• TASK GOAL: Transcribe all the entries word for word, but omit the images.

• STUDY MATERIAL:
----------

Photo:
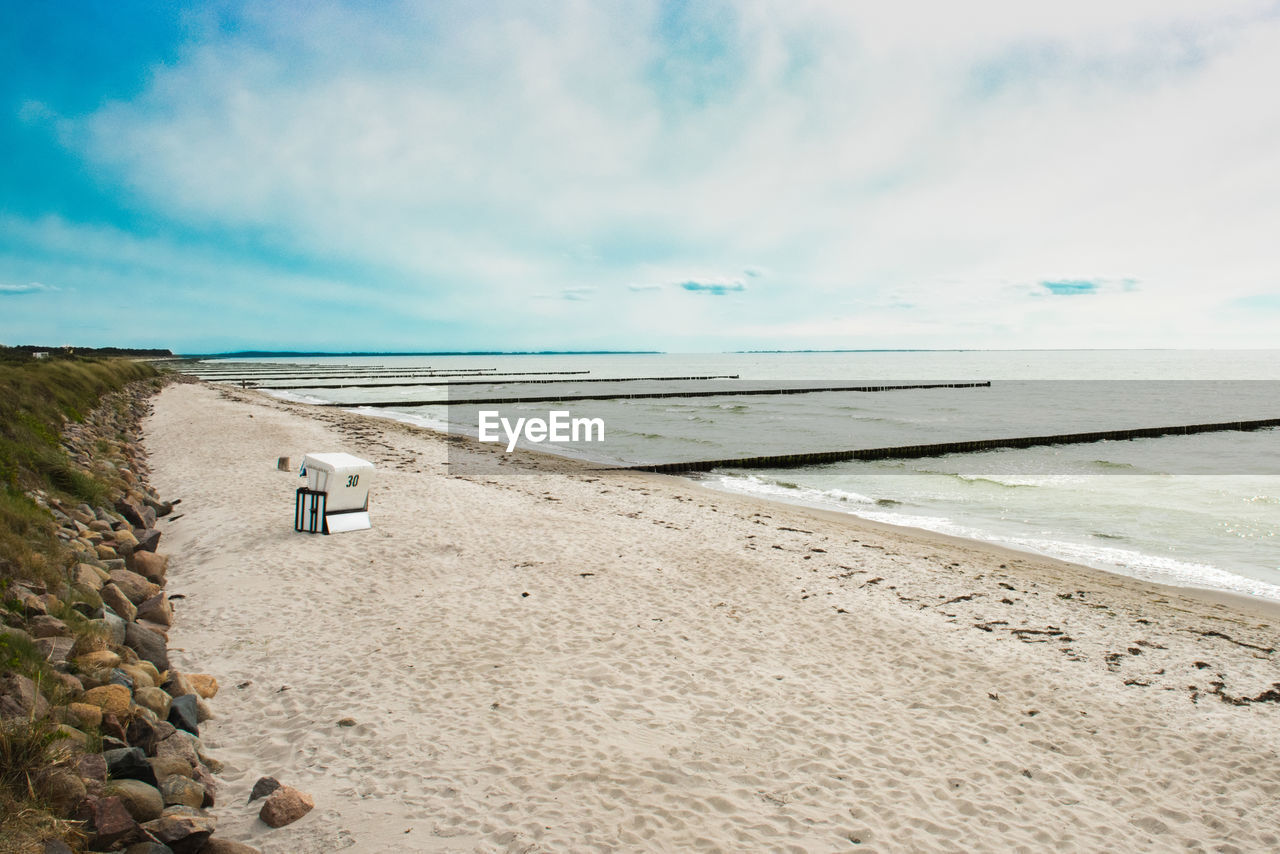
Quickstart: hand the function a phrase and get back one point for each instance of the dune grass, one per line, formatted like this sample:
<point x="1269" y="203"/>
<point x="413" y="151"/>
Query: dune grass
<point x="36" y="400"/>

----------

• EXERCISE ANSWER:
Photo:
Quickstart: hand the function a phrase and get back one point for each instance of the dune grass, one per line, formatted like this sample:
<point x="1269" y="203"/>
<point x="413" y="151"/>
Query: dune grass
<point x="36" y="400"/>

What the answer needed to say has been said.